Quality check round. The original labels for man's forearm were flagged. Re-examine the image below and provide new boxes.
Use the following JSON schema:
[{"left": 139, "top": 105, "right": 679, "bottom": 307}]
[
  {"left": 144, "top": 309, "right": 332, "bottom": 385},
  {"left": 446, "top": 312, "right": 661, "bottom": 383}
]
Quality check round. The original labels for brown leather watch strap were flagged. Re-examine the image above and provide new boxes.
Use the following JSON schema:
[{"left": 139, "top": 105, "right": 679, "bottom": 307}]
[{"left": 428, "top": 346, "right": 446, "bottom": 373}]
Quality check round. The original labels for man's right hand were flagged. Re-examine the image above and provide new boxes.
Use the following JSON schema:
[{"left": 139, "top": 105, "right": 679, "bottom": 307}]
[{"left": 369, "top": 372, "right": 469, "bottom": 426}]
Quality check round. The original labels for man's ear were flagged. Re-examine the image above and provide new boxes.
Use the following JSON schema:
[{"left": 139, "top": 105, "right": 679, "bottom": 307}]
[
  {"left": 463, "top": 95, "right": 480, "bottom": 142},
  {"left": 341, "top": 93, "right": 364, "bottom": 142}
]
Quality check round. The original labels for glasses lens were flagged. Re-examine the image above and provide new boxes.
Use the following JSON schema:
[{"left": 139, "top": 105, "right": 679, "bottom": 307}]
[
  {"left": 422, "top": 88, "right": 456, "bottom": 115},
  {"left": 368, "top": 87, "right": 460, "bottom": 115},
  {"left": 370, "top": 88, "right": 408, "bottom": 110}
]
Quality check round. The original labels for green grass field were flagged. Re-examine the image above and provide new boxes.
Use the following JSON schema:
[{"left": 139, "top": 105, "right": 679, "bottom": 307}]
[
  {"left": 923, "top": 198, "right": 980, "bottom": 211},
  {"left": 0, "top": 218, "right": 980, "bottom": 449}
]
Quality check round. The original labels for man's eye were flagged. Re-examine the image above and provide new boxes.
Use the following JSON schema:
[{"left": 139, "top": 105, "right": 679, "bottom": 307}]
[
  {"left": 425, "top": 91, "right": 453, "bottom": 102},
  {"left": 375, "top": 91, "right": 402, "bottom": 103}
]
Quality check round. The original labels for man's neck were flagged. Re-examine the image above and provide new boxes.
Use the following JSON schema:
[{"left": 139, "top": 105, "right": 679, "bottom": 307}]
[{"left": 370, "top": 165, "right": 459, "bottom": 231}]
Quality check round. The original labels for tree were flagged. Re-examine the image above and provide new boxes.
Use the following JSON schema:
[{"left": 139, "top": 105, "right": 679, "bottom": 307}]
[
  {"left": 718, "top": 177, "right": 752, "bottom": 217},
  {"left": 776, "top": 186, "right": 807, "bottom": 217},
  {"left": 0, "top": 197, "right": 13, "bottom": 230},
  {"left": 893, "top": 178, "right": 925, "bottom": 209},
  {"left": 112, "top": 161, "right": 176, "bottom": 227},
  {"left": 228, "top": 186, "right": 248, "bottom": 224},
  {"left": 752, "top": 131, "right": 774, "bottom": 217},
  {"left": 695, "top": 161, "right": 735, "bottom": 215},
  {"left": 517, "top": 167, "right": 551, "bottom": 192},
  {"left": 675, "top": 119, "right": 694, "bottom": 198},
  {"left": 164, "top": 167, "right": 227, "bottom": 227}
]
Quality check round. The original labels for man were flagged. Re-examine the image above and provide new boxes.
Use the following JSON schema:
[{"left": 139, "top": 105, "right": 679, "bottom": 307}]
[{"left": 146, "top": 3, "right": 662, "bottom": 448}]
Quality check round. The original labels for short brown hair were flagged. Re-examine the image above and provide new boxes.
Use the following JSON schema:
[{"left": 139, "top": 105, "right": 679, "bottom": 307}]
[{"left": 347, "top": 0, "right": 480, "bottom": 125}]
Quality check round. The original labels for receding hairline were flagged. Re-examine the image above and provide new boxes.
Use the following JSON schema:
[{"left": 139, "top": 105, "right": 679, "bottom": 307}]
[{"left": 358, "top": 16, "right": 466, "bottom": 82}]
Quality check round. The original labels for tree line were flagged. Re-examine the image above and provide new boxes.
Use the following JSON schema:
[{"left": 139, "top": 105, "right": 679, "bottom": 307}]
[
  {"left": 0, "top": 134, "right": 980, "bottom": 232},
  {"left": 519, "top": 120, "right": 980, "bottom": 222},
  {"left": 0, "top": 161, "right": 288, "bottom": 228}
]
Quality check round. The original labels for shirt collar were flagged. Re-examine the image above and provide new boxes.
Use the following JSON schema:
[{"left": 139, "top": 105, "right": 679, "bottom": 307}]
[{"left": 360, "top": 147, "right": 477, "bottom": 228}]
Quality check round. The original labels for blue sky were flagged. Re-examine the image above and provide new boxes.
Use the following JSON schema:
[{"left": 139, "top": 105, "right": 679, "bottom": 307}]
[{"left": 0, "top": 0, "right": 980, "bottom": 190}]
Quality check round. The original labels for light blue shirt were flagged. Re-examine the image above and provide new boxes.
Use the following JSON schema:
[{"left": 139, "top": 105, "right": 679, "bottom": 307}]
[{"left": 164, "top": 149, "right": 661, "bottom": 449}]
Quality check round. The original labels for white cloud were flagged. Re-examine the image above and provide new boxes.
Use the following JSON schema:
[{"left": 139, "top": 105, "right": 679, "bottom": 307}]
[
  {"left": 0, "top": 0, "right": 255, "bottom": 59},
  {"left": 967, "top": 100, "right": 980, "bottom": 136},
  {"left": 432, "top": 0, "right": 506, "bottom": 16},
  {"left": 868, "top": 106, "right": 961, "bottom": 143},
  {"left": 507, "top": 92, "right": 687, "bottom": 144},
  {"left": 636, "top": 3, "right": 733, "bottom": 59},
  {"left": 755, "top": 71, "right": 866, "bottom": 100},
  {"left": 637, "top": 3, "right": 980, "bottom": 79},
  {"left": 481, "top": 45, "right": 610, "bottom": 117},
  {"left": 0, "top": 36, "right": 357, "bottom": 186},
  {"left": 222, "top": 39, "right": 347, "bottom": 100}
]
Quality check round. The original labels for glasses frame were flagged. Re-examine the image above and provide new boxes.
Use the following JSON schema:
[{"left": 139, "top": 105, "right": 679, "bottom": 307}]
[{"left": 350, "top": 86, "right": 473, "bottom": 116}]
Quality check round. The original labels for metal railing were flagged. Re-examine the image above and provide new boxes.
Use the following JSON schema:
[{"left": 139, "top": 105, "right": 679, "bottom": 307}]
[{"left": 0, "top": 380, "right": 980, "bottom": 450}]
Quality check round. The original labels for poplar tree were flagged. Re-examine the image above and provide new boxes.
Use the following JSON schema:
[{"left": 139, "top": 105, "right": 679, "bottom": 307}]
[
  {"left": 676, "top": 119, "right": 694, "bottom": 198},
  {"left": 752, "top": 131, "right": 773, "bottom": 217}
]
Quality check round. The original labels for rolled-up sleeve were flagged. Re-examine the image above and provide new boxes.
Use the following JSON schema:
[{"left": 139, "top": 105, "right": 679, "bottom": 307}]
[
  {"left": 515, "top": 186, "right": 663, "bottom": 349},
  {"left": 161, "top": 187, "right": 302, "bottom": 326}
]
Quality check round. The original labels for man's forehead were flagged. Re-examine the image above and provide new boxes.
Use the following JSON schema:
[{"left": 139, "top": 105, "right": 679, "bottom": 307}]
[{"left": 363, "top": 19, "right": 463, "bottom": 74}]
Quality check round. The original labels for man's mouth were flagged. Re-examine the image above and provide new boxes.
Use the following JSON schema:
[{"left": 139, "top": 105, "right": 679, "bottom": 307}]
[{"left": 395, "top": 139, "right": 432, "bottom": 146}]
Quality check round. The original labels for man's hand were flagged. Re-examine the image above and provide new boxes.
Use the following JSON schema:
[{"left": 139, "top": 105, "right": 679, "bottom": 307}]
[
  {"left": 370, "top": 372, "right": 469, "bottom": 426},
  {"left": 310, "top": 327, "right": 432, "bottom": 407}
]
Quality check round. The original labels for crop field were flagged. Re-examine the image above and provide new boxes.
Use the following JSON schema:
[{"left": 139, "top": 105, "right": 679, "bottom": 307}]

++++++++

→ **WORK TO COMPLETE**
Pull out every line of the records above that contains the string "field", matching case exactly.

→ **SOLUTION**
Quality check round. The original labels for green grass field were flagged. Re-examine the image above and provide new boxes.
Quality check round. The original labels for crop field were flagged. Re-examine the image above and provide new boxes.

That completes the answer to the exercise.